--- PROBLEM STATEMENT ---
Reproduce each record below exactly as written.

————

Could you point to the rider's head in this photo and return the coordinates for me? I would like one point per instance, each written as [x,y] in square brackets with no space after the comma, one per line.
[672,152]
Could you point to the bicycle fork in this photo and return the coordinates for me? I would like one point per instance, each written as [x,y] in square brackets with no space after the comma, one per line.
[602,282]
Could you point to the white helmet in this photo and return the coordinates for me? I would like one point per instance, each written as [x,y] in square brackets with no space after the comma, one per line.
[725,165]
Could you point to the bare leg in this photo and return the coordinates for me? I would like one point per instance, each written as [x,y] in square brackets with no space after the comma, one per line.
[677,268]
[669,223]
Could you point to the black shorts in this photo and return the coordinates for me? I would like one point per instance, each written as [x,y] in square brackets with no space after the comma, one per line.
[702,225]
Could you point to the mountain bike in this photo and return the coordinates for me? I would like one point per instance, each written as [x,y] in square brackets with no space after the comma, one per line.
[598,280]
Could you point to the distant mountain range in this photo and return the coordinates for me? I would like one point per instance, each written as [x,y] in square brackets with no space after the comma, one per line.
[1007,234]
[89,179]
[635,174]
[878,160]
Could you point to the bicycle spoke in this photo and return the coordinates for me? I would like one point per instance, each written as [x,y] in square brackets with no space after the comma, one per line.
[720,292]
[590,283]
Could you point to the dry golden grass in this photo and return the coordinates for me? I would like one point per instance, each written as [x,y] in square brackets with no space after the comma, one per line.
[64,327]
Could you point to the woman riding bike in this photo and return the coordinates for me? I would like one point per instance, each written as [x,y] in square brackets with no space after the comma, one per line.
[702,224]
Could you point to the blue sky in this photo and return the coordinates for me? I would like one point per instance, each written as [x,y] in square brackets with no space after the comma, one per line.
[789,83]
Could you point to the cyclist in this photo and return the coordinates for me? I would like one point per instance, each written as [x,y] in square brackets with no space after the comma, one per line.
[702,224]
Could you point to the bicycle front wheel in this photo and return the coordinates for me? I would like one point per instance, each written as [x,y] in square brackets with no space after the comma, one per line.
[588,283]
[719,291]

————

--- RESULT OF THIS EXERCISE ---
Could you point to the rider's head in this photo and return the coordinates for me? I would like one point per instance, each written as [x,y] in square brackets with no space after the comma, one per line.
[672,152]
Could you point to the bicycle fork in this photo and return the coordinates for me? I would like one point per instance, each written as [x,y] in square brackets with no space after the comma, one per line.
[602,282]
Could you point to the white helmet in this photo and return the coordinates for me? I would like one point per instance, each written as [x,y] in square brackets with no space after the comma, one per line.
[725,165]
Could you point to the bare leg in this photo and return the coordinates for me? I would like one point per instance, each written as [x,y] in square brackets with no space after the comma, one per line.
[677,268]
[669,223]
Could you point to the black shorts in this photo and return the coordinates for me? I would like one point per instance, each written as [x,y] in square brackets with no space after the comma, one per line.
[702,225]
Could you point to the mountain bike in this photo and return the coordinates for me? I would like one point per instance, each written as [x,y] in square brackets with no space after the comma, one per line.
[598,280]
Could you point to the distant mountain range in this photo and return the coordinates for me? I would like one point per instance, each written as [x,y] in square brackets with no space after the comma, one per line.
[1007,234]
[89,179]
[635,174]
[878,160]
Could you point to the bicycle spoke in this photo and return the coordinates for me? I would like one point per instance, each written as [x,y] in square brackets with no space after the comma, one per line.
[720,292]
[590,283]
Could you point to the dry golden grass in this photo and return the coordinates for me? I would like one point per instance, each written as [x,y] in square brackets with no space after the comma, one per line.
[64,327]
Could you point to the woman riding bike in this photo and return the coordinates for me? I would like one point per instance, each written as [x,y] in square brackets with no space after the comma, one per line.
[702,224]
Could you point to the blue sky in this photo and return the coordinates for me? I would like one point per instance, each written as [x,y] in square brackets with no space after the comma, one per line.
[789,83]
Could you point to the cyclist in this photo and return the coordinates for me? I would like one point per instance, each written as [x,y] in square brackets with no space after the comma, one per line.
[702,224]
Could you point to the bicycle front wheel in this photo and return the coordinates for me? I would like one point per instance, each written as [x,y] in square brackets with no space after the comma, one per line.
[588,283]
[719,291]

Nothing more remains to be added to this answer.